**Problem description**.
Retype the entries below word for word, starting at the line with "Target: silver car" and continuing through the last line of the entries.
## Start Raw data
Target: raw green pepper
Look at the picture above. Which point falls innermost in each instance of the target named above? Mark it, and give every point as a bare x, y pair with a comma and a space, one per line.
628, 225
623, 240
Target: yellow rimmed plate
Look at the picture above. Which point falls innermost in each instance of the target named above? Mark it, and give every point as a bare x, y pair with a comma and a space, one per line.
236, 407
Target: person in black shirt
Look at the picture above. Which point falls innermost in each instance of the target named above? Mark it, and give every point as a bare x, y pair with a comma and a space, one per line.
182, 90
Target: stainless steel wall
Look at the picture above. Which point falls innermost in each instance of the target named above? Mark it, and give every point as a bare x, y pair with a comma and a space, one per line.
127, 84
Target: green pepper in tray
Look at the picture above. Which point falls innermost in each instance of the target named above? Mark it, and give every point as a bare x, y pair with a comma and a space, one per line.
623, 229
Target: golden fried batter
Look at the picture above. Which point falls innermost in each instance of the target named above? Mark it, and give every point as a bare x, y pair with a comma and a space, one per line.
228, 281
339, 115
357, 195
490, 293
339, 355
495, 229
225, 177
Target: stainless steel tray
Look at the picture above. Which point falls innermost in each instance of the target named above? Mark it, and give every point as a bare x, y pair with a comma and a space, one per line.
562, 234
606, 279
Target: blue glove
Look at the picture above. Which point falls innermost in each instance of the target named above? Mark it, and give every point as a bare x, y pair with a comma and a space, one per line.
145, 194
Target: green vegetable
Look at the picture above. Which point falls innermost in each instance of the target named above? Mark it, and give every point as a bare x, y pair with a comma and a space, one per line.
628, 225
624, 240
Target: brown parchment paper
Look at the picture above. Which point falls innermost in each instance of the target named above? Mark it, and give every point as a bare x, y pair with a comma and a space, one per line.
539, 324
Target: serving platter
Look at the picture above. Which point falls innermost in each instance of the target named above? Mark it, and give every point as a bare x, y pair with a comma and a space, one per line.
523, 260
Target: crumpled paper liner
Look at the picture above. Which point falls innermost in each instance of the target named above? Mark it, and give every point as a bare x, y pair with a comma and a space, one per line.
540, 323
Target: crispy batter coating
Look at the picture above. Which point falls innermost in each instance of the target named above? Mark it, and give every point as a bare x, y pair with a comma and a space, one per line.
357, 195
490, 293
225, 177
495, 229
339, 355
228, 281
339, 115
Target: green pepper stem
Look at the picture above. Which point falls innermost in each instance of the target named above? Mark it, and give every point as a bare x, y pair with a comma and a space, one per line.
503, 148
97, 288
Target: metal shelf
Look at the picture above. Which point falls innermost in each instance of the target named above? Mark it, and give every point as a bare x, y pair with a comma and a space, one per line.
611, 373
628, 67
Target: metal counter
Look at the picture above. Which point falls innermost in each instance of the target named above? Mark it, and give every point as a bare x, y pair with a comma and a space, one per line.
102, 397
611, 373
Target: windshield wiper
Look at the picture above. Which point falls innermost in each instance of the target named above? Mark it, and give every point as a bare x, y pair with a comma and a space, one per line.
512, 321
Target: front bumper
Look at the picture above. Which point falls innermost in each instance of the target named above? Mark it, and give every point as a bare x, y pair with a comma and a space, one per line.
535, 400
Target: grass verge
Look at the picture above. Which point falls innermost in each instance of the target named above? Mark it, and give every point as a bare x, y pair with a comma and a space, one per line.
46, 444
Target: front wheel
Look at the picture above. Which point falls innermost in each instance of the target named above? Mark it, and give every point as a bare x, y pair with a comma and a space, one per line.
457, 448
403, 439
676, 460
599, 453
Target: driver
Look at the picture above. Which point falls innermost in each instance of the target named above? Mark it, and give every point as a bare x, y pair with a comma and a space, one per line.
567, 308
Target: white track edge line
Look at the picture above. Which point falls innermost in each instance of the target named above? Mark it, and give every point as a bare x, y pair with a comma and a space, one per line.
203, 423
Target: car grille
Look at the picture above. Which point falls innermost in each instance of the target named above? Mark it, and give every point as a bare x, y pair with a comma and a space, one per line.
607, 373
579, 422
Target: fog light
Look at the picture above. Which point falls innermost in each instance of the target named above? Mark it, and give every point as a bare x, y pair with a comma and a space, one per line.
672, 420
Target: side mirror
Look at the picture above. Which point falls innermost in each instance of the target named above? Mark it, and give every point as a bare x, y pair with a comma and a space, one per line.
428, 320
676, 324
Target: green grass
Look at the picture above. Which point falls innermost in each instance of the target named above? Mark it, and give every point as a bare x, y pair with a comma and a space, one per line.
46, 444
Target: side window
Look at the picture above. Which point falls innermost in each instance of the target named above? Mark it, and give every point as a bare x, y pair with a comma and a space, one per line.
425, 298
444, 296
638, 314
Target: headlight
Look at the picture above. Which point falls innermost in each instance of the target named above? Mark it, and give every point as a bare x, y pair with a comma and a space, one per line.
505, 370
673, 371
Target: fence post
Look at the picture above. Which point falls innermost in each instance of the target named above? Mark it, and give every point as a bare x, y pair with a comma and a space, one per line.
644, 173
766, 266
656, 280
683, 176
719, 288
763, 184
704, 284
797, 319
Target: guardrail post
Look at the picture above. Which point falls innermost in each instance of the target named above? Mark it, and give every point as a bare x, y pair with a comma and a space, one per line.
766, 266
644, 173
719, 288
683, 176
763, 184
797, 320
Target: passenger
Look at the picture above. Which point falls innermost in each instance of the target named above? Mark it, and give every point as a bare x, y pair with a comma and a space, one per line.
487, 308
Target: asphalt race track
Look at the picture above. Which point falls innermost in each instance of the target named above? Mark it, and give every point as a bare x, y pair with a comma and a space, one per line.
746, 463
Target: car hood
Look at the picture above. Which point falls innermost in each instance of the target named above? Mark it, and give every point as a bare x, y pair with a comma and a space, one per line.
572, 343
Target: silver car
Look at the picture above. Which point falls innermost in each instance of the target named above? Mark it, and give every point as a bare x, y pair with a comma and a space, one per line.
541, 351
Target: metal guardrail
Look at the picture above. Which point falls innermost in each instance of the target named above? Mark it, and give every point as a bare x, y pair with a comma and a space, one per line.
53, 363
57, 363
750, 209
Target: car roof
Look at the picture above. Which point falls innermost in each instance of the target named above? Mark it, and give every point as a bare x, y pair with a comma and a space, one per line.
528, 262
## End Raw data
**The output**.
Target: silver car
Look at the picture above. Which point falls innermost in each instance of the target named above? Mark it, and give every point as a bare x, y pair with a comma and a space, one per line.
541, 351
Target: metal guardrail
Look at the picture above. Which point falls innermost in each instance of the target named above? Mark it, and give every point as a bare x, y pair with a comma and a space, one per line.
53, 363
57, 363
750, 209
Target: car roof
Look at the picture above. Which point falls innermost in each instance of the target named above? Mark it, and give every point as a bare x, y pair with a comma and a space, one per line.
528, 262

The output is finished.